▸ Problem to work on
Without altering anything, repeat each of the records.

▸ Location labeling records
+ + +
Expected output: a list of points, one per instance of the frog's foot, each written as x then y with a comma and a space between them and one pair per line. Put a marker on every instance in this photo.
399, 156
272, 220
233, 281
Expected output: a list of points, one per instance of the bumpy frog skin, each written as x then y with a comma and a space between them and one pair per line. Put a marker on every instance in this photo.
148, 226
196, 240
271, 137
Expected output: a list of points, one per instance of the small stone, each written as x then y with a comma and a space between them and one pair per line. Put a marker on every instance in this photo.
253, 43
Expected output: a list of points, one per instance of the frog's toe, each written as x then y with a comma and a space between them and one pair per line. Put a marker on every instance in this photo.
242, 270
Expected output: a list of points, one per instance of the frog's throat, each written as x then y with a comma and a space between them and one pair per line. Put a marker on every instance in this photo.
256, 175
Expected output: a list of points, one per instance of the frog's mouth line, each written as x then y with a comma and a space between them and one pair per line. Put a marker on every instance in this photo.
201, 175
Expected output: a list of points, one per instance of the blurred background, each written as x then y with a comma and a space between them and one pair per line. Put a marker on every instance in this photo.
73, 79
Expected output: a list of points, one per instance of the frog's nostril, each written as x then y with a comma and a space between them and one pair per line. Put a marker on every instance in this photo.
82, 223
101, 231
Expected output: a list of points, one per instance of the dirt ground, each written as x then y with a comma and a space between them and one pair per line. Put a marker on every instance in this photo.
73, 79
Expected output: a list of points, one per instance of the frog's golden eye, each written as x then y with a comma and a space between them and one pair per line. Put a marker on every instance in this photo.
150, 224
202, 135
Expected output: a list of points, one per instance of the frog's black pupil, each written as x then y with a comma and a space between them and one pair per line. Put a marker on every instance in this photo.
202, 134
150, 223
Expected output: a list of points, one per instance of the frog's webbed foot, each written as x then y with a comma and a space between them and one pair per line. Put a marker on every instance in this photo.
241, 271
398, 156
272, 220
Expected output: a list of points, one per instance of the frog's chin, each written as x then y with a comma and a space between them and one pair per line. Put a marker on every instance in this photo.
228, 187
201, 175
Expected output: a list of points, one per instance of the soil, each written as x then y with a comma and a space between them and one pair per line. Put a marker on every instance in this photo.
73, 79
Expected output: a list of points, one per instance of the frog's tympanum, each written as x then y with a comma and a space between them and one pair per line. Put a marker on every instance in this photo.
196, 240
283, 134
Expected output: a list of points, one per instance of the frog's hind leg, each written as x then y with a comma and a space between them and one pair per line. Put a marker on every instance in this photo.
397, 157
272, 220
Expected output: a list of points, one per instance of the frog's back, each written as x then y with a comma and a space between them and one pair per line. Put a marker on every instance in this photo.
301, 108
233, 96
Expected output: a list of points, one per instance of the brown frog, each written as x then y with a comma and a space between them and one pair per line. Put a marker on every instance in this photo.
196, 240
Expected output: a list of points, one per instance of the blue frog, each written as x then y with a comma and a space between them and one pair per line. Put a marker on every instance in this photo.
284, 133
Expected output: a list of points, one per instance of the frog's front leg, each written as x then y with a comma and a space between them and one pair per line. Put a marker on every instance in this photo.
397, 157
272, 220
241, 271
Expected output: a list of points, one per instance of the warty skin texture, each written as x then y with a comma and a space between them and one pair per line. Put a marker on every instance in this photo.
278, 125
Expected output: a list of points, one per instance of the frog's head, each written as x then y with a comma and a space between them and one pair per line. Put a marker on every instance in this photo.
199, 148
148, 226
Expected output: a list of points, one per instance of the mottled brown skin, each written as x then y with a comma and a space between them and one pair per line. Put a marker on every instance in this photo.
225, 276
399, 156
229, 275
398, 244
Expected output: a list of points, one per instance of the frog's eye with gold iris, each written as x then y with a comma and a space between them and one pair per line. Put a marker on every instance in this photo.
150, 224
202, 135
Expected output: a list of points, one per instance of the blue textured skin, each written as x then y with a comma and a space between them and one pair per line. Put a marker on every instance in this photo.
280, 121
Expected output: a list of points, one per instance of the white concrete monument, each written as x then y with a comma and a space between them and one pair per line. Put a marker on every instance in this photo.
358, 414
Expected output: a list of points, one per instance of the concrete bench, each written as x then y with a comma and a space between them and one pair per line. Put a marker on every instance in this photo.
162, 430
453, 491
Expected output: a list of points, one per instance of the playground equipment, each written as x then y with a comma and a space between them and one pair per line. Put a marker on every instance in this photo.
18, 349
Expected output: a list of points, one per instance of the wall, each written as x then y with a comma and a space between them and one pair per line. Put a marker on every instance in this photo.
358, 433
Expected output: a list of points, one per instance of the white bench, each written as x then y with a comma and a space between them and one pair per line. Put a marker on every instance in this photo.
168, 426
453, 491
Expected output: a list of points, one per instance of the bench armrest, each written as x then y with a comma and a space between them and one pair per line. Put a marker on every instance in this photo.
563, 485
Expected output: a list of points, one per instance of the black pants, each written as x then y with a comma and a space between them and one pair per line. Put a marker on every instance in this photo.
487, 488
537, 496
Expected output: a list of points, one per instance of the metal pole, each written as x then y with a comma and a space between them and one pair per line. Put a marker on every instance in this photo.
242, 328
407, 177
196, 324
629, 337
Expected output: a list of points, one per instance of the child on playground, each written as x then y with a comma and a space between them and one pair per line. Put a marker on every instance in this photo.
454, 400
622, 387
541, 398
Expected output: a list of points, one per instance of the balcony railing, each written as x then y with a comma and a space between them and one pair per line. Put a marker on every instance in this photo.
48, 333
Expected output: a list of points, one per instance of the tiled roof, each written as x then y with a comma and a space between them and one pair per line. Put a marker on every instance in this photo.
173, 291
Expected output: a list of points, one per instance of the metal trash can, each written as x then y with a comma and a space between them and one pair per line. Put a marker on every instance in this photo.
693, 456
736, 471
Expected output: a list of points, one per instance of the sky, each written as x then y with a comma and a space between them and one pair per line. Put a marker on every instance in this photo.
+ + +
▸ Answer to the problem
Expected output: a list of points, one per instance of the frog's foot, each written as x then y with a comma and a space between them and one pair per line. Put a marker on every instance in this photo.
399, 156
272, 220
233, 281
Expected output: a list of points, one per instance of the bumpy frog skin, each written as x then y with a comma and a space between them and one pair per line. Put a marker on every instance in this photo.
148, 226
196, 240
271, 137
Expected output: a list of points, one per instance of the small stone, each written as x then y with a comma and a space between them and one pair per line. Put a marker on every instance in this photo.
253, 43
Expected output: a list of points, one per instance of the frog's toe, each written as x then y with a comma and a space between them and one pair per line. Put a marker on every instance in this photo.
242, 270
Expected output: a list of points, one per instance of the frog's throat, each written as x then y with a comma and a space between them and one pair per line. Put a marker on every instance in this photo.
256, 175
Expected output: a list of points, one per instance of the frog's mouth line, each written as x then y with a comma and a space between them and one pair per line. Put a marker on every instance in this photo.
201, 175
Expected output: a list of points, one per instance of the blurred background, each written as x then y with a comma and a space between them and one pair per line. Put a marker on every instance in this photo.
73, 79
Expected output: a list of points, one per instance of the frog's nostril, each written as x then y with a comma and a space between them and one pair per line. Put a marker on every instance in this photo.
82, 223
101, 231
Expected output: a list of points, one per instance of the dirt ground, each written as x then y with a comma and a space between them and one pair per line. Put a marker on every instance in this photo.
73, 79
Expected output: a list of points, one per instance of the frog's golden eye, each written as x then y with a comma and a space between them and one pair per line. Put a marker on every instance in this photo.
150, 224
202, 135
Expected output: a list of points, one per instance of the frog's black pupil, each written as x then y with a comma and a space between them and one pair per line. Put a marker on every instance in this photo.
202, 134
150, 223
Expected output: a list of points, one per instance of the frog's webbed foot, each written as x then y with a comma and a space between them and one pair per line. Put a marker on every instance in this photo.
241, 271
398, 156
272, 220
Expected output: a list of points, one per instance of the frog's chin, each written as x then y with a comma and a space between them and one pair per line. Put a marker on every instance in this photo.
228, 187
201, 175
Expected output: a list of points, one per instance of the soil, each written as x then y with a comma and a space between them and one pair per line. Put a marker on every instance in this photo.
73, 79
Expected output: a list of points, one per instance of the frog's tympanum, each written as x then y with a comma and a space between them and one pair per line. Put a marker on every instance in this photo.
196, 240
283, 134
Expected output: a list of points, one per instance of the frog's hind leg, each written as x then y with a comma and a space between them and one pair per line. Put a marker on every instance in this photo.
397, 157
272, 220
Expected output: a list of points, one per instance of the frog's back, each written as x then y with a comma and a space between them and one pair per line. Put a marker on every instance in this photo.
301, 108
233, 96
Expected output: a list of points, one per instance of the brown frog, each written as x then y with a comma and a space between them and one pair per line. Put a marker on every instance in this photo.
196, 240
Expected output: a list of points, one per instance of the blue frog, each written as x then y with a comma and a space between them and one pair per line. Put a marker on every instance in this photo.
284, 133
Expected output: a list of points, one per instance of the frog's front leg, each written as x then y with a comma and a space between them and one pair per line. Put a marker on every instance in this photo.
397, 157
272, 220
241, 271
Expected output: a list of points, one per instance of the warty skin texture, each written as x then y with a comma and a space between them and one pair per line. Put a marker on every instance in this photo.
278, 125
Expected output: a list of points, one per instance of the frog's head, each written as x then y with a comma and a space between them and one pair per line. Put a marker on every instance in this photo.
199, 148
148, 226
Expected output: a list of points, one per instance of the mottled brown skin, each written as x then y with a comma and a space between them and one pair per line. Put a marker on every instance in this photo.
225, 276
399, 156
229, 275
398, 244
Expected output: a list of points, one per instance of the frog's eye with gold iris, each written as x then y with a comma and a space between them and one pair per line. Put a marker on every instance in this photo.
150, 224
202, 135
Expected output: a list of points, one per instance of the blue textured skin, each written as x then y with a comma and a space between them and one pair per line. Put a marker on every instance in this photo.
280, 121
Expected output: a list of points, one per instance of the white concrete monument, each written as x then y with a comma and a space between them and one pair per line. Put a marker on every instance in this photo.
358, 414
Expected output: a list of points, one per instance of the concrete bench, each written as x then y with a comma and a space between them and one pair per line. Put a marker on every instance in this photo.
162, 430
453, 491
Expected output: a list of points, one per instance of the playground equipment, each written as x then y with a comma and a space between them and one pair per line. Put a marker on every instance in this photo.
18, 349
Expected output: a list of points, one per instance of the wall, each written as x then y with a comma and a space between them and one pair per line. Put a marker on every instance in this photo.
358, 433
Expected output: a list of points, one per instance of the white bench, each written as x then y with a comma and a space between them and one pair per line. Put a marker on every instance in this photo.
168, 426
453, 491
Expected output: a list of points, one per instance of the bench armrest, each written as x then y with a comma and a space between them and one pair per line. Put a marker on every instance in this photo.
563, 485
Expected output: a list of points, one per instance of the black pants, each written as x then y with a comma and a space between them and one pair per line. Put a marker on every instance in this photo.
487, 488
537, 496
Expected output: a list of points, one per instance of the metal pole, each written as x then y with a comma and a space between them and one pair per line. Put a marker on every instance in this photo.
242, 328
407, 177
196, 324
629, 337
Expected output: a list of points, one per instance of the child on playground, each written as x then y with a comma and a space between them and one pair per line. Put a marker on every instance in this photo.
454, 400
622, 387
541, 398
Expected output: a list of points, one per instance of the balcony railing, each written as x then y with a comma and a space between them and one pair per line. Put a marker on every instance in this photo.
48, 333
Expected output: a list of points, one per instance of the tiled roof, each written as x then y with a comma and a space between them and one pair per line. Put a marker on every instance in this photo.
173, 291
Expected output: a list of points, one per instance of the metal trash can, each written as x then y with a comma and a space between them and one pair per line. Put a marker on every instance in this photo.
693, 456
736, 471
Expected output: a list of points, one per instance of the sky, each written as x then y with a comma and a space between them and one pair per line. Put a marker on every instance in this photo.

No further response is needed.